"Outside a dog a book is man's best friend, inside a dog it is too dark to read!" -Groucho Marx========="The person, be it gentleman or lady, who has not pleasure in a good novel, must be intolerably stupid." -Jane Austen========="I don’t believe in the kind of magic in my books. But I do believe something very magical can happen when you read a good book."-JK Rowling========"I spend a lot of time reading." -Bill Gates=========“Ahhh. Bed, book, kitten, sandwich. All one needed in life, really.” -Jacqueline Kelly=========

Monday, April 8, 2024

TTT Freebie: Books I Want to Read Set In or About U.S. National Parks


Top Ten Tuesday: Books I want to read which are set in or about U.S. National Parks


I am currently on a road trip attempting to visit the five U.S. National Parks in the State of Utah. So far we've visited four: Zion, Bryce Canyon, Arches, and Canyonland. Tomorrow, God willing, we will visit Capitol Reef before turning our car toward home. After perusing a list of books put together by the NYC Public Library highlighting books about National Parks, I decided to create my own TBR list. (* means the book is on that list and the blurb is from the NYC library catalog.)
§ §
● **Problem set**
1. Answer these questions about the blog post, one answer per line:
(a) On what date was the post published?
(b) Which national park does the writer plan to visit tomorrow?
(c) Which library put together the list of books the writer looked through?
2. Retype the blog post from "Top Ten Tuesday: Books" to "NYC library catalog.)".

● **Data lines**
§ §
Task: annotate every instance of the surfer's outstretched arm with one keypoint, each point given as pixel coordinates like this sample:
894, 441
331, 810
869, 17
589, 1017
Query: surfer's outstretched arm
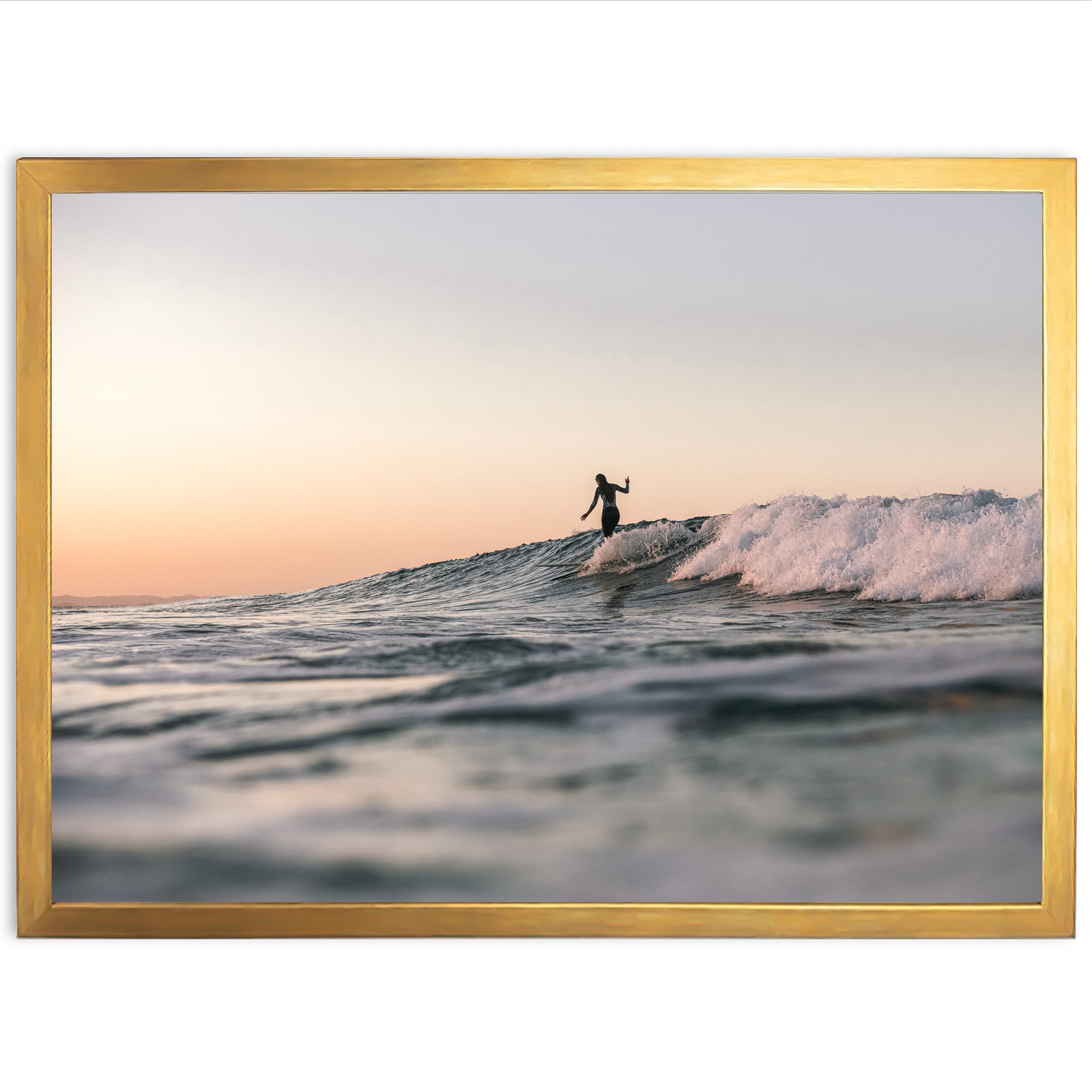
595, 499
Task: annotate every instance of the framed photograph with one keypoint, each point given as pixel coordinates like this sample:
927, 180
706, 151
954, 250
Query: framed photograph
547, 548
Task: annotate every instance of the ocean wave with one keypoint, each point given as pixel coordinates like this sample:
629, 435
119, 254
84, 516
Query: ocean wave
946, 547
641, 548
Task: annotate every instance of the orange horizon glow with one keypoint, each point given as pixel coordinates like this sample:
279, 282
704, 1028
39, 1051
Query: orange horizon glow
261, 394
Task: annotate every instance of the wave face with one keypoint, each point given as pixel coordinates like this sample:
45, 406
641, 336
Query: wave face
814, 700
975, 545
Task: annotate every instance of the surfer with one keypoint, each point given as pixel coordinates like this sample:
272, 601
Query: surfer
611, 513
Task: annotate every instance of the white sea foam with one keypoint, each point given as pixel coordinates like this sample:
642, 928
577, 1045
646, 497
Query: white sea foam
975, 545
640, 548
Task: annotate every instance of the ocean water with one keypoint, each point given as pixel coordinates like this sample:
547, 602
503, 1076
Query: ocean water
814, 700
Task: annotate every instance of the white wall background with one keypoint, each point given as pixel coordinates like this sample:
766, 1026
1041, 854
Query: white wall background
422, 79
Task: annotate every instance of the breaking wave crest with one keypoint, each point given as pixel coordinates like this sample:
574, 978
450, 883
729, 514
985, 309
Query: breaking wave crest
974, 545
641, 548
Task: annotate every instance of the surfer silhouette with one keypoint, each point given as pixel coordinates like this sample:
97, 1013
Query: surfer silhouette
611, 513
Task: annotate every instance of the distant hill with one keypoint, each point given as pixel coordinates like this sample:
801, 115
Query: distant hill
117, 601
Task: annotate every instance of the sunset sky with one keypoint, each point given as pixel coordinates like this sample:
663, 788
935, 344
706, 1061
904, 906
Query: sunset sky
272, 392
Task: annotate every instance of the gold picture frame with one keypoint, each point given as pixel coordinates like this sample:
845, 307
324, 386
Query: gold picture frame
37, 179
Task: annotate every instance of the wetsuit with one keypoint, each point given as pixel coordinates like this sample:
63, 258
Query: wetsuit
611, 513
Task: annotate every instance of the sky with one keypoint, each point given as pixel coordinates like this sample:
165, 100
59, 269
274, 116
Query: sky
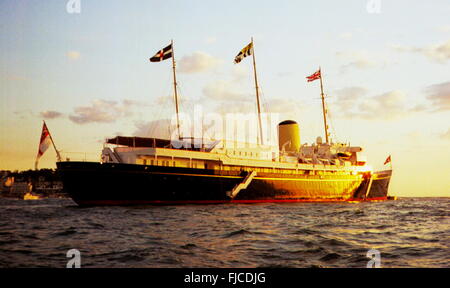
82, 66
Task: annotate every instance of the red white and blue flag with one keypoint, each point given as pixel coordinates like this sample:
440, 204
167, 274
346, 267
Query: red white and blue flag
162, 54
44, 142
314, 76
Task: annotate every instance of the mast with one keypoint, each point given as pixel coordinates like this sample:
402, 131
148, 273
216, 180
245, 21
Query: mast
323, 107
257, 95
175, 90
58, 156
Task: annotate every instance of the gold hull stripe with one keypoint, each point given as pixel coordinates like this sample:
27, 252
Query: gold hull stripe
259, 178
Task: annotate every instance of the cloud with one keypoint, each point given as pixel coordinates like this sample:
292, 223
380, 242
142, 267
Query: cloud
49, 114
347, 97
438, 53
102, 111
358, 60
197, 62
210, 40
446, 135
224, 90
73, 55
386, 106
439, 95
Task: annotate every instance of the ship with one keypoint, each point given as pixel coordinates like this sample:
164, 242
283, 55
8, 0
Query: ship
151, 170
§ §
● **Solutions to each task**
1.
(a) Monday, April 8, 2024
(b) Capitol Reef
(c) The NYC Public Library

2.
Top Ten Tuesday: Books I want to read which are set in or about U.S. National Parks


I am currently on a road trip attempting to visit the five U.S. National Parks in the State of Utah. So far we've visited four: Zion, Bryce Canyon, Arches, and Canyonland. Tomorrow, God willing, we will visit Capitol Reef before turning our car toward home. After perusing a list of books put together by the NYC Public Library highlighting books about National Parks, I decided to create my own TBR list. (* means the book is on that list and the blurb is from the NYC library catalog.)